Passage:
Having recently returned from holiday, in India, a 33-year-old mother of two children presented to her doctor complaining of a general lack of energy, mouth ulcers and diarrohea. On further questioning the doctor discovered that whilst her appetite had not diminished her family thought that she had visibly lost weight. She had no bone or joint pain to speak of.
What do you think might be the problem with this woman?
The doctor suspected that the patient may have a condition called coeliac disease. This is a relatively common disease potentially effecting around 1 in every 100 people in the UK. It is an autoimmune condition that results from an immunological hypersensitivity to gluten, which is a protein, found in grains such as wheat, rye and barley. The immune systems of patients who develop this hypersensitivity produce cells and antibodies that attack the lining of the intestine causing extensive damage to the structures that normally create a large surface area for absorption.
How might the Doctor investigate whether the patient has coeliac disease?
The best way or “gold standard” for determining whether a patient has coeliac disease is the take a sample (biopsy) of the intestine to see if there is any damage or “villous atrophy”. This procedure is extremely invasive so before a clinician performs such a procedure he needs more clues that point to coeliac disease. In this case the doctor took some blood from the patient and sent it to the immunology laboratory to look for abnormal antibodies that are found in patients with coeliac disease. These “auto-antibodies” are known to be targeted against a component in endomysial connective tissue called Tissue Transglutaminase. A healthcare scientist in the immunology department used immunofluoresence techniques to look for these antibodies and found relatively high concentrations. These results were reported back to the clinician who decided that along with significant evidence of malabsorption from tests carried out in the chemistry department including low iron and B12 levels, that coeliac disease was highly likely. This was confirmed by a bowel biopsy that showed damage consistent with advanced coeliac disease.
What do you think might be an appropriate treatment regime for a patient with coeliac disease?
For many diseases that affect the immune system, treatment can be very complex and physically demanding however coeliac disease is highly treatable with a simple lifestyle change. By simply removing gluten from the diet, symptoms can be alleviated rapidly and damage to the bowel structure reversed. As soon as the diagnosis of coeliac disease was confirmed the doctor suggested that the patient completely avoided all foods containing gluten. After doing this her symptoms rapidly improved and she gradually gained the weight that she had lost. If you look along the shelves in supermarkets you will see that there are many gluten free foodstuffs available.

(Natural-language object grounding data)
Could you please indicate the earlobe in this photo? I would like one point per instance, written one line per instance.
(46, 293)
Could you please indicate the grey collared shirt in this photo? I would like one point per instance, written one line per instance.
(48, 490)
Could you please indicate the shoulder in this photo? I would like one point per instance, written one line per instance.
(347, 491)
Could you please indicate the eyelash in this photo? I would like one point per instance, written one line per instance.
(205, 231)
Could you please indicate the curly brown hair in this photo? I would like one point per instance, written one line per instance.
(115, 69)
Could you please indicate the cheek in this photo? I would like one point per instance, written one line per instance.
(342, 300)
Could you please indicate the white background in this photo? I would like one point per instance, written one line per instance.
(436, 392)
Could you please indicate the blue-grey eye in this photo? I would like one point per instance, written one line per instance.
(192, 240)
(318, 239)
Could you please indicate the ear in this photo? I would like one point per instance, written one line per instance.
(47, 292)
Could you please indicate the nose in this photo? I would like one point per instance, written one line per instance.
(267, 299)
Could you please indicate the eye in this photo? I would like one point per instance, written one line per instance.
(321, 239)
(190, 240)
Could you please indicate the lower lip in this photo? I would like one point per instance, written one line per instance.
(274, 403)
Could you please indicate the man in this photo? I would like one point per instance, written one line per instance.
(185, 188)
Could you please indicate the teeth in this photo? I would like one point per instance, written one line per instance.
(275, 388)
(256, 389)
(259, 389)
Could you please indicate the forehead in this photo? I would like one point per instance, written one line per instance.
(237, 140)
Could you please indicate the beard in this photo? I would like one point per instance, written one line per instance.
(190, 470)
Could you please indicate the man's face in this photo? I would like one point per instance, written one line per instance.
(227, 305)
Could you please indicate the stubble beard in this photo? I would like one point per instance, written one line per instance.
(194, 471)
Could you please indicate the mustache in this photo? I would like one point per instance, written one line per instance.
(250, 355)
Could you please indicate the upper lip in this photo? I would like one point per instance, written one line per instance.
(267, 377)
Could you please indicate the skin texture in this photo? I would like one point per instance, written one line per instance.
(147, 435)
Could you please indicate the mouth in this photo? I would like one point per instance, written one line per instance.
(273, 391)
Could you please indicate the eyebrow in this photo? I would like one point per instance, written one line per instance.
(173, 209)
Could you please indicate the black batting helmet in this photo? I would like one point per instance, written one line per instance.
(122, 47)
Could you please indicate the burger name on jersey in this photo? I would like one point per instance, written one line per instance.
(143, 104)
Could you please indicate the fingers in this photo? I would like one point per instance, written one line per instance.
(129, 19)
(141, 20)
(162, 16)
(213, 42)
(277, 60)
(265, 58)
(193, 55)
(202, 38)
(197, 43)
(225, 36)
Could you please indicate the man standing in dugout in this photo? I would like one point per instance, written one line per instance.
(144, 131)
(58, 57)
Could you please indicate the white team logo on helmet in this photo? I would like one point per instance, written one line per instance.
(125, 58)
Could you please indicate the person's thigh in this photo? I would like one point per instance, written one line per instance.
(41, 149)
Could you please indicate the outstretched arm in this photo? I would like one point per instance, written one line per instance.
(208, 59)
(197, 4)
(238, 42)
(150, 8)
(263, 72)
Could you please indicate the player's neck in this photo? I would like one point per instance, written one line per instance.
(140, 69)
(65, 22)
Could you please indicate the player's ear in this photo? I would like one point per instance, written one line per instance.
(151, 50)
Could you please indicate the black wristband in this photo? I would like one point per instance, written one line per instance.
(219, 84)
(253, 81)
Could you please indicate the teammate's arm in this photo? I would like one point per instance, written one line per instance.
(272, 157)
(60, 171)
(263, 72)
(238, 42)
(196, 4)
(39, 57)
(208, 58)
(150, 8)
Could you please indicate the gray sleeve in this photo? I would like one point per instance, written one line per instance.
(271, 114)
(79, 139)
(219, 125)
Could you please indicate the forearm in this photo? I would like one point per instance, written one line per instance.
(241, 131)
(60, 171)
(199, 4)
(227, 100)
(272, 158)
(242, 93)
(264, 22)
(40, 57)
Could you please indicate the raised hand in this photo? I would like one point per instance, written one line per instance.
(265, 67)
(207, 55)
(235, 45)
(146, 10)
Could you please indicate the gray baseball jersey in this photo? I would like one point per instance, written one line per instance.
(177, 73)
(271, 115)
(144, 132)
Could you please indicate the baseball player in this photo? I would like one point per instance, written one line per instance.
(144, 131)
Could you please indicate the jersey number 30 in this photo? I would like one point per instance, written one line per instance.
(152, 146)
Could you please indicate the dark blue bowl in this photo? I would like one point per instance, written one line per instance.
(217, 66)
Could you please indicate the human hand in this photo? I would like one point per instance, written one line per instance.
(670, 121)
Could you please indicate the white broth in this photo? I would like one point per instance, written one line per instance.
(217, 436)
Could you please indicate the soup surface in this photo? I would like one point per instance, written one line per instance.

Assigned task 1: Reproduce the coeliac disease case study verbatim, everything from "For many diseases" down to "free foodstuffs available.".
Assigned task 2: In the coeliac disease case study, which department carried out the tests that found low iron and B12 levels?

Task result 1:
For many diseases that affect the immune system, treatment can be very complex and physically demanding however coeliac disease is highly treatable with a simple lifestyle change. By simply removing gluten from the diet, symptoms can be alleviated rapidly and damage to the bowel structure reversed. As soon as the diagnosis of coeliac disease was confirmed the doctor suggested that the patient completely avoided all foods containing gluten. After doing this her symptoms rapidly improved and she gradually gained the weight that she had lost. If you look along the shelves in supermarkets you will see that there are many gluten free foodstuffs available.

Task result 2: The chemistry department.